- _Records supplied_
——

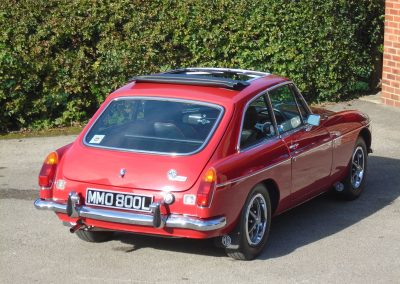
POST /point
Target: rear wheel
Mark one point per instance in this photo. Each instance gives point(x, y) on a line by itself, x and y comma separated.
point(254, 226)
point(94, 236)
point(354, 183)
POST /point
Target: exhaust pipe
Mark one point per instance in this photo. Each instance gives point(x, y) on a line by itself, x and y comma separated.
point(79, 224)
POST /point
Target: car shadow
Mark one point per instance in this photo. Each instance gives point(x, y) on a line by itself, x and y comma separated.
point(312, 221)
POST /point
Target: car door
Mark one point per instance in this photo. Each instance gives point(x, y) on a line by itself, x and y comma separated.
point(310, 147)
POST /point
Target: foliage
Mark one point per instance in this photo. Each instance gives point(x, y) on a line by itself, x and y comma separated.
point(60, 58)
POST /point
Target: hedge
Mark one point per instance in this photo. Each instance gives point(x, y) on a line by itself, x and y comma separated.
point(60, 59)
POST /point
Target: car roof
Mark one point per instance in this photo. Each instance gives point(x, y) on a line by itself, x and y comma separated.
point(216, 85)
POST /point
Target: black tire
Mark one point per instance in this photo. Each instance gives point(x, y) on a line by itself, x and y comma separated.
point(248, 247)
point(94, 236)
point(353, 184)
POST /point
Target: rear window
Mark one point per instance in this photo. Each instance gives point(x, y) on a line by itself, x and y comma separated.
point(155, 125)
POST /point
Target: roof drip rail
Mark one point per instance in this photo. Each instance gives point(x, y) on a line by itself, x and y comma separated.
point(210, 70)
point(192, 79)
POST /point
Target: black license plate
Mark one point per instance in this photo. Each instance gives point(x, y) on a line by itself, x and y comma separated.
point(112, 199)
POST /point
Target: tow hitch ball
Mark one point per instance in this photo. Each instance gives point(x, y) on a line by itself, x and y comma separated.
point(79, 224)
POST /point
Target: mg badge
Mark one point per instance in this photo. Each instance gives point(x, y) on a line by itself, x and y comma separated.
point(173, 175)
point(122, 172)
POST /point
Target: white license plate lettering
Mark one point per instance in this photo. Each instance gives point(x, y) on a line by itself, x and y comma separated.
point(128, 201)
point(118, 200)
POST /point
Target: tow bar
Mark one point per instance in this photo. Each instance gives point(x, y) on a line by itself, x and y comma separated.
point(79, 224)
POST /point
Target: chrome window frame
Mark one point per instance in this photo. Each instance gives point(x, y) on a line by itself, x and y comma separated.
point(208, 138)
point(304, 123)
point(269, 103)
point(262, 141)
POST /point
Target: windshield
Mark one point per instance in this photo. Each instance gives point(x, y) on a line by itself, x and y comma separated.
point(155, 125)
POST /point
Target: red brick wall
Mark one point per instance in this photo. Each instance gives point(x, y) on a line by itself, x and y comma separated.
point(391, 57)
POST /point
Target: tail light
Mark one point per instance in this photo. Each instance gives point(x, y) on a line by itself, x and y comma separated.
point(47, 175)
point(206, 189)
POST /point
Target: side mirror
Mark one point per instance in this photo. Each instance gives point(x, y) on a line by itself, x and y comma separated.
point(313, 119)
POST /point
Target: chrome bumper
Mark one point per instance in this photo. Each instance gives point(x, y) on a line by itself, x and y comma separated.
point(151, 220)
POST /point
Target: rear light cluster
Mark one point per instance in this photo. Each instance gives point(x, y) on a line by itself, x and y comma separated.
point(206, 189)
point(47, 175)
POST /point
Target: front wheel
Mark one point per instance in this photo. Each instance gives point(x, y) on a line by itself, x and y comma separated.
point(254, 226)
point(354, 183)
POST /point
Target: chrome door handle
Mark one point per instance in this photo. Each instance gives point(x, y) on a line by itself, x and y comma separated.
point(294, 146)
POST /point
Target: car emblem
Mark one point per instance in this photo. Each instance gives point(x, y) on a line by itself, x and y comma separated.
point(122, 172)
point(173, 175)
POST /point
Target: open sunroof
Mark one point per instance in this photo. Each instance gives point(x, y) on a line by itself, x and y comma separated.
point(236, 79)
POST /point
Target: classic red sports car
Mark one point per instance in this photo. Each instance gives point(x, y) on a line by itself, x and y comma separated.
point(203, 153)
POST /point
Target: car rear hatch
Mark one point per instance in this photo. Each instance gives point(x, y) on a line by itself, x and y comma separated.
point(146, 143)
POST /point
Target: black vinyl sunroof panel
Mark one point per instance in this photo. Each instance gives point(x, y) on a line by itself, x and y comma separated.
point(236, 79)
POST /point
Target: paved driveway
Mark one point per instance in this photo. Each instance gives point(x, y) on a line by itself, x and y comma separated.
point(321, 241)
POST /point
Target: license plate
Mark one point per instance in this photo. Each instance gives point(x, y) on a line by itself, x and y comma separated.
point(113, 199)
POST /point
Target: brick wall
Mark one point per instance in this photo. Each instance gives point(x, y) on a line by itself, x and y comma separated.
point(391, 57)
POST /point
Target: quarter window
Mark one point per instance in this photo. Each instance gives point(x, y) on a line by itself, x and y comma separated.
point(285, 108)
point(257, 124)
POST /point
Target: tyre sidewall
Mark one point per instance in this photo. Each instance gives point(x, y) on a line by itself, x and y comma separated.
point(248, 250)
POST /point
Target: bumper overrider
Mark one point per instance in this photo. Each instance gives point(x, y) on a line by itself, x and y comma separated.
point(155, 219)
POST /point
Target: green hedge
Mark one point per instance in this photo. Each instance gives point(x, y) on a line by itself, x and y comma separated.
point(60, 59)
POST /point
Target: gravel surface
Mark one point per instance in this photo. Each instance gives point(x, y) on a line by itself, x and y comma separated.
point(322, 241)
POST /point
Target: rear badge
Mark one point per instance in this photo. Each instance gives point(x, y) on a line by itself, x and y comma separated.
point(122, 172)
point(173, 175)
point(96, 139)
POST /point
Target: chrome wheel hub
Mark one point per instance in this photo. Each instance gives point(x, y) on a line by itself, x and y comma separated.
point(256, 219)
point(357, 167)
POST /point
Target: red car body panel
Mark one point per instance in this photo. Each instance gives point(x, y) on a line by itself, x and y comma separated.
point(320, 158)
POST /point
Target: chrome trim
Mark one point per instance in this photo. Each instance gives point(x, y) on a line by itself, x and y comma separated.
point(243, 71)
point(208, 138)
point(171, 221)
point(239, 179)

——

- _Work instructions_
Set down the entries again without change. Leave the pictures out.

- _Exercise response_
POST /point
Target: rear wheel
Mark one point per instance in this photo. Each instance gives point(x, y) on a line by itself, x and y comma separated.
point(254, 226)
point(94, 236)
point(354, 183)
POST /point
Target: exhaust pipe
Mark one point per instance in this photo. Each instance gives point(x, y) on a line by itself, x and y comma separated.
point(79, 224)
POST /point
Target: car shadow
Mark one point per instance in this photo. Each instance gives point(x, y) on a line by itself, x and y comma separated.
point(312, 221)
POST /point
Target: car door
Mark one point per instance in this photo. Each instance gives point(x, y) on a line by itself, x and y comma separated.
point(310, 147)
POST /point
Target: foliage
Mark one point per instance in this photo. Each instance gives point(x, y) on a line by itself, x and y comma separated.
point(60, 58)
POST /point
Target: hedge
Mark one point per instance in this photo. Each instance gives point(x, y) on a line by itself, x and y comma separated.
point(60, 59)
POST /point
Target: car roof
Mark one point per instance in this photo. Each instance gives point(x, y) on a line by itself, x and y comma separated.
point(216, 85)
POST /point
Target: black tire
Mark one point per instance in this photo. Each instance gives point(x, y) on a line by itself, x and y comma separated.
point(248, 247)
point(94, 236)
point(353, 184)
POST /point
Target: rear window
Mark one point per instance in this photo. Each instance gives point(x, y) on a line by itself, x and y comma separated.
point(155, 125)
POST /point
Target: roof drip rail
Mark one point per instance in this photo. Each instance gives point(x, y) on a line by itself, x and y comma separated.
point(210, 70)
point(192, 79)
POST /point
Target: black license plate
Mark one point per instance in this photo. Each instance gives point(x, y) on a line by itself, x and y comma separated.
point(112, 199)
POST /point
Target: tow hitch ball
Mark one point per instance in this photo. Each instance gives point(x, y) on a line by itself, x and y comma separated.
point(79, 224)
POST /point
Target: mg badge
Mark one point per instance in this photo. Each instance gives point(x, y) on a line by itself, x and y comma separated.
point(173, 175)
point(122, 172)
POST /point
Target: white license plate lettering
Mark one point per instance in this photo. Each instance gives point(x, y) on a line by itself, x and y comma separated.
point(128, 201)
point(118, 200)
POST /point
Target: tow bar
Mark one point per instance in this photo. Each instance gives point(x, y) on a line by itself, x and y comma separated.
point(79, 224)
POST /point
Target: chrome window frame
Mark one point per instance in this photo. Each instance gives point(x, y) on a line by itself, x and y comma separated.
point(208, 138)
point(304, 123)
point(269, 103)
point(262, 141)
POST /point
Target: windshield
Mark one point per instance in this photo. Each instance gives point(x, y) on a line by itself, x and y comma separated.
point(155, 125)
POST /point
Target: red brick wall
Mark one point per instance in this photo. Each instance gives point(x, y) on a line by itself, x and y comma separated.
point(391, 57)
POST /point
Target: tail light
Mark one point per instance in this photo. Each instance gives point(x, y) on a line by itself, x and y comma separated.
point(47, 175)
point(206, 189)
POST /point
Target: side mirror
Mark one point per instance in this photo. Each instance gives point(x, y) on a line by itself, x and y comma separated.
point(313, 119)
POST /point
Target: chrome bumper
Mark one point per instance in this photo. Each instance gives point(x, y) on a line by itself, x and y comma separated.
point(151, 220)
POST /point
Target: rear light cluster
Mark one point per instance in this photo. Each instance gives point(x, y) on a line by itself, x and y comma separated.
point(206, 189)
point(47, 175)
POST /point
Target: front wheel
Mark one point per instance in this photo. Each instance gives point(x, y) on a line by itself, x and y comma separated.
point(254, 226)
point(354, 183)
POST /point
Target: chrome door handle
Mark one point per instance in this photo. Each instance gives point(x, y) on a line by itself, x and y comma separated.
point(294, 146)
POST /point
Target: car emblem
Mark one point per instance in this photo. Each instance gives point(x, y) on a line by itself, x and y comma separated.
point(122, 172)
point(173, 175)
POST /point
Target: open sunroof
Mark one point per instance in this photo. Each instance gives point(x, y) on a line by itself, x and y comma separated.
point(236, 79)
POST /point
Target: classic red sports car
Mark one point per instance in this photo. Each instance gives point(x, y) on a line by itself, x and y comma separated.
point(203, 153)
POST /point
Target: car rear hatch
Mark one point per instance in this photo. Each instance gives point(x, y) on a line by itself, x and y comma separated.
point(146, 143)
POST /point
Target: black vinyl sunroof panel
Mark one point per instance in this photo. Each instance gives point(x, y) on a line by itself, x and y comma separated.
point(236, 79)
POST /point
Target: paved driveway
Mark one point per instance in this photo. Each instance gives point(x, y) on a line by itself, x and y comma separated.
point(321, 241)
POST /point
Target: license plate
Mark one point per instance in this photo. Each instance gives point(x, y) on a line by itself, x and y comma separated.
point(113, 199)
POST /point
Target: brick wall
Mark one point per instance in this photo. Each instance gives point(x, y) on a line by itself, x and y comma separated.
point(391, 57)
POST /point
Target: quarter window
Mark one point per instance in this photo. Each instance gives point(x, y) on a line by itself, x and y comma separated.
point(285, 108)
point(257, 124)
POST /point
Target: tyre sidewall
Mark one point per instance in this photo. Each instance gives point(x, y) on a line by itself, x and y comma separated.
point(248, 250)
POST /point
Target: bumper overrider
Mark one point per instance in this photo. Each instance gives point(x, y) on a line by itself, x and y comma separated.
point(155, 219)
POST /point
Target: green hedge
Mark one point per instance in this photo. Each instance gives point(x, y) on a line by itself, x and y comma separated.
point(60, 59)
POST /point
Target: gravel surface
Mark one point per instance in this photo. Each instance gives point(x, y) on a line by itself, x and y comma separated.
point(322, 241)
POST /point
Target: rear badge
Mark one point per instance in this photo. Each instance gives point(x, y) on a line by itself, x and y comma separated.
point(122, 172)
point(173, 175)
point(96, 139)
POST /point
Target: chrome wheel hub
Mark one point per instance in this photo. Each instance gives point(x, y) on a line by itself, x and y comma separated.
point(256, 219)
point(357, 167)
POST /point
Target: red car body panel
Mark one point per instance in this photo. Each instance gives point(x, y) on a line by itself, x and y comma separated.
point(320, 158)
POST /point
Target: chrome trim
Mark one point per instance in this photo. Each instance gives point(x, y) on a line by itself, x and y comma separated.
point(243, 71)
point(208, 138)
point(171, 221)
point(239, 179)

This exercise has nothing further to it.